[Selected text]

2.2.2 Dentin
Dentin differs radically from enamel in that about 30 % of the tissue is made up of organic matrix (Table
2.1), of which about 90 % is the fibrous, insoluble protein collagen. The remainder consists of a variety of proteins and carbohydrates and a small amount of lipid. The mineral crystals are platelike in form rather than ribbon-like as in enamel and are also much smaller and thinner: approximately 30 nm wide, 3 nm thick [
5].
During dentinogenesis, many of the crystals are deposited within the collagen fibres, so are intimately associated with the sub-fibrils, while the remaining crystals are deposited between the fibres. The proportion of crystals within the fibres is between 25 and 80 % [
6].
Of the overall porosity (about 21 vol%: Table
2.1), about 6.5 vol% is associated with the tubules, which run from the enamel-dentin junction to the pulp chamber. As these are wider and more closely packed towards the pulp, they occupy a greater proportion of the inner dentin (22 vol%) than of the outer dentin (1 vol%). Within the intertubular dentin, the average porosity is about 15 vol%. The interfibrillar regions are probably less porous than the intertubular regions, because of the close packing of organic and inorganic material. It is unlikely that the pores of dentin show much directionality because the crystals are very small and platelike.

[/Selected text]

▶ **Exercise**
List every figure given in vol% in the dentin passage above, stating what each one describes.

[Provided records]

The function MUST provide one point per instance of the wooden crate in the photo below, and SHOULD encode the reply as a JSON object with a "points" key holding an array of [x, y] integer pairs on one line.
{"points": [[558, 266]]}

[/Provided records]
[Provided records]

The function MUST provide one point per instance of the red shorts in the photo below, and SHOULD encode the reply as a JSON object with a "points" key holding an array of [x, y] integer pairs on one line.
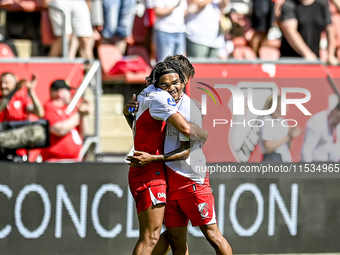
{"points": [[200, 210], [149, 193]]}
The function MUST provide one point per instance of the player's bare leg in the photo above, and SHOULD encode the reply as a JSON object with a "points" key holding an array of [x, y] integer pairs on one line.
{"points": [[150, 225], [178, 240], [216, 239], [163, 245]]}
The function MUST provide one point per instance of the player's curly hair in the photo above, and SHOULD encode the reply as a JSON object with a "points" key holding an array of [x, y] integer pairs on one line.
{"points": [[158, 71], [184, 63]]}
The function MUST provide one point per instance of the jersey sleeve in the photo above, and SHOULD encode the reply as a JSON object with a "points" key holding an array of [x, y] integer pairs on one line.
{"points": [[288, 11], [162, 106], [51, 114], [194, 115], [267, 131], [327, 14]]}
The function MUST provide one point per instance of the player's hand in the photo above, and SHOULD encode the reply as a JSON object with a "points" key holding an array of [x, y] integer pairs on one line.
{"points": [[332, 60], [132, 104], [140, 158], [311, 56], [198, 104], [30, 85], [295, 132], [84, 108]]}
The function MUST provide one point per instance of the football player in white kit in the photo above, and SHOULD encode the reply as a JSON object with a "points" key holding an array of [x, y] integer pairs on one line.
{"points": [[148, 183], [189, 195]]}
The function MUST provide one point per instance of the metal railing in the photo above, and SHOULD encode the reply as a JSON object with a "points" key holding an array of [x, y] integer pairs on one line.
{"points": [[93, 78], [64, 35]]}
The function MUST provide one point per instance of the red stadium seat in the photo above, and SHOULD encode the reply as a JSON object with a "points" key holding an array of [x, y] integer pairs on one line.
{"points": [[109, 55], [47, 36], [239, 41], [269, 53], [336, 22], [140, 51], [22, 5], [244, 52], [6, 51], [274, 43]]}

[/Provided records]
[Provided records]

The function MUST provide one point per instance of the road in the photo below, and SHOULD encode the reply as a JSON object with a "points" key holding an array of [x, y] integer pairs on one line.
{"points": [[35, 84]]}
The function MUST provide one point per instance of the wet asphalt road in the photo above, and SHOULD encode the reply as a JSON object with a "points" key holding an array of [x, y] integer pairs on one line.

[/Provided records]

▶ **Reply to the task**
- About 21 vol%: the overall porosity of dentin.
- About 6.5 vol%: the part of that porosity associated with the tubules.
- 22 vol%: the proportion of the inner dentin occupied by tubules.
- 1 vol%: the proportion of the outer dentin occupied by tubules.
- About 15 vol%: the average porosity within the intertubular dentin.